What is being asked: Could you output each line below precisely as it stands, without the images?

Data for analysis:

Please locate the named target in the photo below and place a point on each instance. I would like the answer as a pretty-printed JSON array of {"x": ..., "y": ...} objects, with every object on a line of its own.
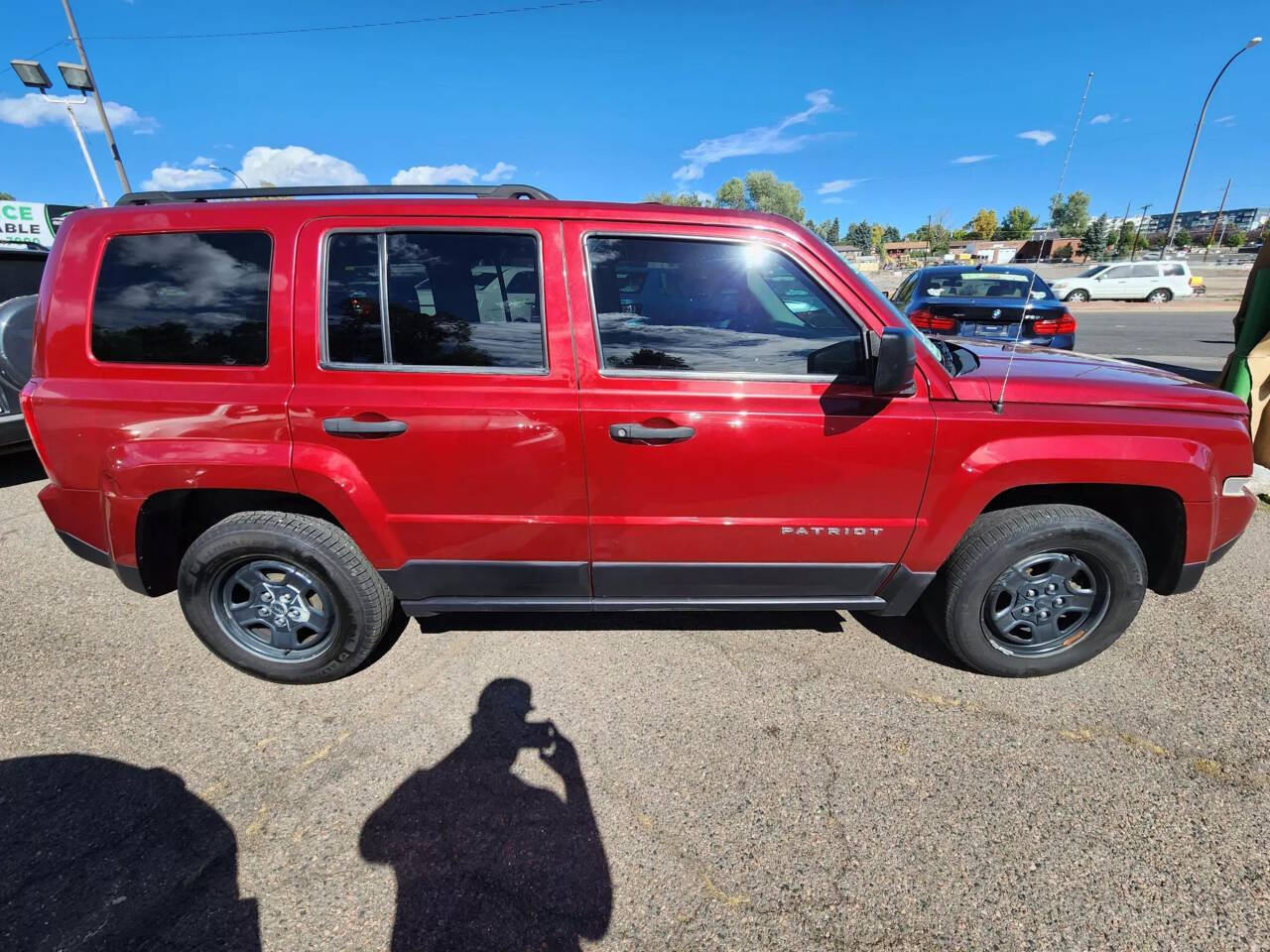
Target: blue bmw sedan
[{"x": 987, "y": 302}]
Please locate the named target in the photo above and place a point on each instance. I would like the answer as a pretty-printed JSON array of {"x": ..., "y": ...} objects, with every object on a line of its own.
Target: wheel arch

Answer:
Please locate the named target in the photo below and place a point on each instance. I would like the answer as a pretty-printed JSON array of {"x": ..., "y": ...} objects, with every object on a line of its own.
Target: blue bmw sedan
[{"x": 987, "y": 302}]
Please locate the named target in the photo above and place a point on each instance. I would like the answer as a pretty-printed JSON array of {"x": ..., "y": ...} objects, with every object on a line of its own.
Target: wheel arch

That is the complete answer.